▶ _Task statement_
Retype each of the entries below word for word, without changing anything.
◇ ◇ ◇ ◇ ◇
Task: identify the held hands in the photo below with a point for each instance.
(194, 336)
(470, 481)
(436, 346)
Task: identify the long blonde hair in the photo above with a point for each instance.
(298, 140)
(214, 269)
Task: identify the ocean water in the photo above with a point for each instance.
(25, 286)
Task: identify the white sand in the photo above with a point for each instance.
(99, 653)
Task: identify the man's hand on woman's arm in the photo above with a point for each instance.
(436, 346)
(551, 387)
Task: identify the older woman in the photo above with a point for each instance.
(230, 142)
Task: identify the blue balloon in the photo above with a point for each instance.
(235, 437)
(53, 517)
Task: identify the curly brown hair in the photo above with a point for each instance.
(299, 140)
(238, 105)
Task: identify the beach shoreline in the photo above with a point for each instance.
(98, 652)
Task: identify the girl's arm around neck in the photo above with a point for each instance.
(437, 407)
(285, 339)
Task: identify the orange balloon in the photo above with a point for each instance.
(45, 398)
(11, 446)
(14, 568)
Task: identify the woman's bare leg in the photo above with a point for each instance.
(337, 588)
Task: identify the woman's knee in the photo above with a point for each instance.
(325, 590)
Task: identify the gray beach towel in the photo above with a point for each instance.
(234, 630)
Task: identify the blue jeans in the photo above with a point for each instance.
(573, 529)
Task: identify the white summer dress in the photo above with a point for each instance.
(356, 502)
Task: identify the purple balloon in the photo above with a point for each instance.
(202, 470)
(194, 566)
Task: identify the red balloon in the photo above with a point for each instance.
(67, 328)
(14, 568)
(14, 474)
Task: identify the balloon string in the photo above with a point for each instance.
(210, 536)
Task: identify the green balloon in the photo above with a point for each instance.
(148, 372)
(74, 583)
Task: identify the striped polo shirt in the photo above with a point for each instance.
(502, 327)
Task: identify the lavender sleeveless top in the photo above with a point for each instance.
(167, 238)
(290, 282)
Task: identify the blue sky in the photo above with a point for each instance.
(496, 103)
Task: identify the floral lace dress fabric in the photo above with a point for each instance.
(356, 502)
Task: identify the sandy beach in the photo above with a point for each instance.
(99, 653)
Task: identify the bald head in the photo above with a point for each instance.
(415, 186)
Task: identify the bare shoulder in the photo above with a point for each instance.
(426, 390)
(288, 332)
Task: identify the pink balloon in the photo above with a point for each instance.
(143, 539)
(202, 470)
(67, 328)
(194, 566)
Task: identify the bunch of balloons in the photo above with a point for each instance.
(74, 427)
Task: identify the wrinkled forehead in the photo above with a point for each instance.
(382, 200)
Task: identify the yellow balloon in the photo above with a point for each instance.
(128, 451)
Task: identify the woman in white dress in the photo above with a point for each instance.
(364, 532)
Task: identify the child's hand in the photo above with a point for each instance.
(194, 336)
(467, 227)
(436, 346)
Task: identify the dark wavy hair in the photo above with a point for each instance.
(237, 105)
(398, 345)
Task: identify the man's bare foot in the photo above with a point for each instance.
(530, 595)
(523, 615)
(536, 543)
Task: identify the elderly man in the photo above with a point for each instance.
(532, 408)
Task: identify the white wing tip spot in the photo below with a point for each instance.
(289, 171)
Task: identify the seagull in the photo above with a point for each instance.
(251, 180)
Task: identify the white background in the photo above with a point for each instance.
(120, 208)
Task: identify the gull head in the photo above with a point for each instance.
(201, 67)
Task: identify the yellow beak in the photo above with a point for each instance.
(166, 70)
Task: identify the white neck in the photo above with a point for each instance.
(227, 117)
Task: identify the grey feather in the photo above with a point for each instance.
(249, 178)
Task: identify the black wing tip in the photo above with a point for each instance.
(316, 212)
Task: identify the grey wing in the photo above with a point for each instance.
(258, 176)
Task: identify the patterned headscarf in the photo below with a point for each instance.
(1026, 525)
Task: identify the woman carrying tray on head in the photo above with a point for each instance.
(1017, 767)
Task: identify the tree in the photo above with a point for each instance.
◇ ◇ ◇ ◇ ◇
▶ _Solution to the problem_
Task: identify the held hands in the photo below with a point for each instance.
(194, 336)
(470, 481)
(436, 346)
Task: identify the long blonde hair in the photo above with a point for each instance.
(298, 140)
(214, 269)
Task: identify the ocean water in the photo above with a point for each instance.
(25, 286)
Task: identify the white sand in the photo above with a point for each instance.
(99, 653)
Task: identify the man's hand on woman's arm in the photo above with a point for each instance.
(436, 346)
(551, 387)
Task: identify the older woman in the photo above with a point for each instance.
(230, 142)
Task: identify the blue balloon in the photo above with a point for each instance.
(235, 437)
(53, 517)
Task: identify the curly brown hair in the photo above with a point for each instance.
(299, 140)
(238, 105)
Task: identify the beach shoreline in the photo above with a point for each instance.
(98, 652)
Task: identify the girl's arm around neck in the photo above with a point for each instance.
(437, 407)
(285, 339)
Task: identify the orange balloon in the photo above with a point for each instance.
(45, 398)
(11, 446)
(14, 568)
Task: identify the woman's bare leg in the photo above with a point for each instance.
(337, 588)
Task: identify the woman's knee in the photo above with a point for each instance.
(325, 590)
Task: identify the gray beach towel in the photo above with a point for each instance.
(234, 630)
Task: identify the blue jeans in the photo above with a point for each instance.
(573, 529)
Task: identify the white summer dress in the photo above with a point for each instance.
(356, 502)
Task: identify the purple balloon in the photo above with a point for each instance.
(202, 470)
(194, 566)
Task: identify the red balloon in the photo above with a point for each instance.
(67, 328)
(14, 568)
(14, 474)
Task: identify the balloon string in the photo above with a point for each instance.
(210, 536)
Task: identify the green balloon in the photo above with a point for each instance.
(148, 372)
(74, 583)
Task: identify the striped polo shirt in the photo above with a point for each instance.
(502, 327)
Task: identify the lavender sleeveless top in the photo above with a point for each instance.
(167, 238)
(290, 282)
Task: identify the blue sky in the photo above with a point for each instance.
(496, 103)
Task: identify the floral lace dress fabric in the photo above with a point for each instance.
(356, 502)
Task: identify the sandy beach in the photo above with a point for each instance.
(99, 653)
Task: identify the bald head in the photo above with a point for each instance.
(415, 186)
Task: identify the bare shoulder in the photo above with a point for each instance.
(426, 390)
(288, 332)
Task: identify the pink balloon in the photo above with a point for each instance.
(143, 539)
(202, 470)
(67, 328)
(194, 566)
Task: identify the bunch of balloons in the photo above with a point for each instance.
(74, 427)
Task: identify the wrinkled forehead in the photo above with a point for each instance.
(382, 200)
Task: identify the yellow balloon in the photo above with a point for each instance.
(128, 451)
Task: identify the woman in white dress in the photo above with a point for each instance.
(364, 532)
Task: identify the child's hand in the photo above with a point for each instance.
(194, 336)
(467, 227)
(436, 346)
Task: identify the dark wavy hair in the photo above with a point for each instance.
(237, 105)
(398, 345)
Task: identify the man's bare foot in the photo above with a point for each instance.
(530, 595)
(523, 615)
(536, 543)
Task: identify the elderly man in the photo above with a point for each instance.
(532, 408)
Task: identify the white wing tip spot in the photo below with a point for each instance.
(289, 171)
Task: identify the seagull in the photo above with a point for each instance.
(251, 180)
Task: identify the white background in the photo above with a point for each instance.
(120, 208)
Task: identify the gull head in the photo above with a point for each instance.
(201, 67)
Task: identify the yellow beak in the photo above with a point for each instance.
(166, 70)
Task: identify the white neck in the photo above with a point for each instance.
(227, 117)
Task: identify the grey feather in the photo above with a point for each instance.
(249, 178)
Task: identify the black wing tip in the photo above with a point for each instance.
(316, 212)
Task: identify the grey wing in the photo above with a point for each instance.
(258, 176)
Task: identify the patterned headscarf in the photo below with a point for each instance.
(1026, 525)
Task: identify the woman carrying tray on head in the photo above with a point for each instance.
(1017, 767)
Task: identify the tree in the photo above with a point for each instance.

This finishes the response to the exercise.